-- BEGIN DATASET RECORDS --
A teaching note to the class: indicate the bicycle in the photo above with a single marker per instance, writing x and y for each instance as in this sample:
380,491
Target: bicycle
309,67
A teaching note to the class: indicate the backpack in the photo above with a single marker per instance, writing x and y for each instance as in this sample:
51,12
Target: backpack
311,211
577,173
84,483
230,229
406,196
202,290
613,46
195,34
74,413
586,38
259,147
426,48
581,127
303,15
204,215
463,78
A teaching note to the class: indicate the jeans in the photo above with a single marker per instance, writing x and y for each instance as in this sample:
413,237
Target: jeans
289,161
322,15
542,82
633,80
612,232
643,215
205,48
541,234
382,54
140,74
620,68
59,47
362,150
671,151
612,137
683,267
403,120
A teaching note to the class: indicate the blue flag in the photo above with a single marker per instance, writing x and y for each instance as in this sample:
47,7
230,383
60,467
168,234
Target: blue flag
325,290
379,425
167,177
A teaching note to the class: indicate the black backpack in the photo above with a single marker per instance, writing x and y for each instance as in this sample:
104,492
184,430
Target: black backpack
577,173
-- END DATASET RECORDS --
REQUIREMENTS — Reproduce all of the entries word for word.

EXERCISE OUTPUT —
A teaching note to the class: indicate the bicycle in the photo above with a single marker per instance, writing x and y for each instance as in this sample:
380,491
Target: bicycle
309,67
A teaching note to the class: indicate the backpack in the photo above with a single marker per instance, writing x and y for each instance as in this sample:
51,12
Target: backpack
311,211
577,173
84,483
230,229
406,196
202,290
613,46
195,34
74,413
586,38
259,147
426,48
581,127
303,15
204,215
463,78
A teaching note to the class: indicate the jeans in the photo above with a single marker per instance, writing x and y for each instance as in this sample:
413,237
Target: jeans
289,161
322,15
542,82
633,80
612,232
643,215
205,48
541,234
382,54
140,74
620,68
59,47
362,150
671,151
612,137
683,267
403,120
A teaching note to the class: indicate the blue flag in the photo above with a single marker per instance, writing x and y for each instance as in this sample:
47,7
230,383
60,467
168,234
Target: blue flag
325,290
379,425
167,177
A teaching note to the class: indicate the black backpack in the photo above with a single marker per instance, writing x and y for each instance as in this sample:
104,492
184,430
Target: black backpack
577,173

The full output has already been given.